### [Written request]
Rewrite the records from the line with "Query: black trousers" through the end of the records, requests included, and multiply every pixel coordinate in the answers by 1.9, rounding to whole numbers with halves rounded up. Give only those lines.
─── Records for processing ───
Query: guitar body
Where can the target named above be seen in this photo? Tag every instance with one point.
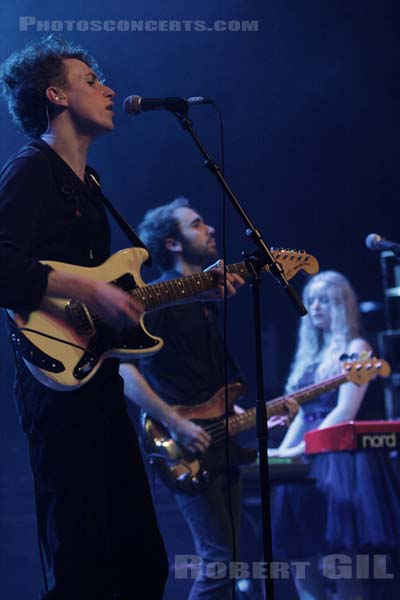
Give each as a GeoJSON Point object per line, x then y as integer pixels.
{"type": "Point", "coordinates": [63, 346]}
{"type": "Point", "coordinates": [182, 471]}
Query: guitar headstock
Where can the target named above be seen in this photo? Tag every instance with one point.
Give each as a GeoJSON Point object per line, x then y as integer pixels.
{"type": "Point", "coordinates": [293, 261]}
{"type": "Point", "coordinates": [361, 369]}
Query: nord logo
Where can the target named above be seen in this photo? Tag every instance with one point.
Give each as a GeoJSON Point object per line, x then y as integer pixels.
{"type": "Point", "coordinates": [379, 440]}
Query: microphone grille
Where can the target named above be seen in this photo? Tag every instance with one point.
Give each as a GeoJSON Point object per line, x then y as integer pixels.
{"type": "Point", "coordinates": [372, 240]}
{"type": "Point", "coordinates": [132, 105]}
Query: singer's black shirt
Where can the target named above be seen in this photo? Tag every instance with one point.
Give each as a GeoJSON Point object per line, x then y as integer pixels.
{"type": "Point", "coordinates": [48, 213]}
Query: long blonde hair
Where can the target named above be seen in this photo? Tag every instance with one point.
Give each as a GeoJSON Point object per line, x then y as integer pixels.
{"type": "Point", "coordinates": [345, 326]}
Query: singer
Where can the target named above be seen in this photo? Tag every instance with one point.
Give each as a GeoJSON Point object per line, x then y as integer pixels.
{"type": "Point", "coordinates": [97, 529]}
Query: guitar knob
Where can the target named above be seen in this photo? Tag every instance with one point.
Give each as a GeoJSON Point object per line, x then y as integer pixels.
{"type": "Point", "coordinates": [205, 475]}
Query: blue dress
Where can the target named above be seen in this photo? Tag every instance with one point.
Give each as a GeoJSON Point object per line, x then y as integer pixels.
{"type": "Point", "coordinates": [352, 502]}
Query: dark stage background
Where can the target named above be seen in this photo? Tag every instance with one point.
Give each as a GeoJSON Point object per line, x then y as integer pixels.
{"type": "Point", "coordinates": [311, 106]}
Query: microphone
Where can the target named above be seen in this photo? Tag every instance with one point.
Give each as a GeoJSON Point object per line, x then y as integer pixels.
{"type": "Point", "coordinates": [374, 241]}
{"type": "Point", "coordinates": [134, 105]}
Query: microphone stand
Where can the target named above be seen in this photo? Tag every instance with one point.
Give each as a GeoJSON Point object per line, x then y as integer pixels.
{"type": "Point", "coordinates": [260, 257]}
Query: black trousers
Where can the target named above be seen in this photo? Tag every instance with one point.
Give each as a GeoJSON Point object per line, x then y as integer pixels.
{"type": "Point", "coordinates": [97, 527]}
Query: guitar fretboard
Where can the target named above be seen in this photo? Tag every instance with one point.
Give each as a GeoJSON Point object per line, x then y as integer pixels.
{"type": "Point", "coordinates": [247, 420]}
{"type": "Point", "coordinates": [173, 290]}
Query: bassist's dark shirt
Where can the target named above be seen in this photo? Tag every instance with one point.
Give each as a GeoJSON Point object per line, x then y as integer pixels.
───
### [Response to the exercise]
Query: black trousers
Where can the target named above be seen in this photo? Tag every instance with one point.
Give each as a GeoJSON Point object per line, x then y as integer pixels.
{"type": "Point", "coordinates": [184, 1001]}
Query: guitar fretboard
Where can the target named above be seen in this photo? Tag every instance with one point.
Give each as a GeoJSON Point object per line, x then y as integer pixels.
{"type": "Point", "coordinates": [469, 798]}
{"type": "Point", "coordinates": [329, 551]}
Query: bassist's dark shirt
Where can the target named above be seen in this photo? Tag every instance with one point.
Give each as a GeoJSON Point object per line, x then y as integer pixels.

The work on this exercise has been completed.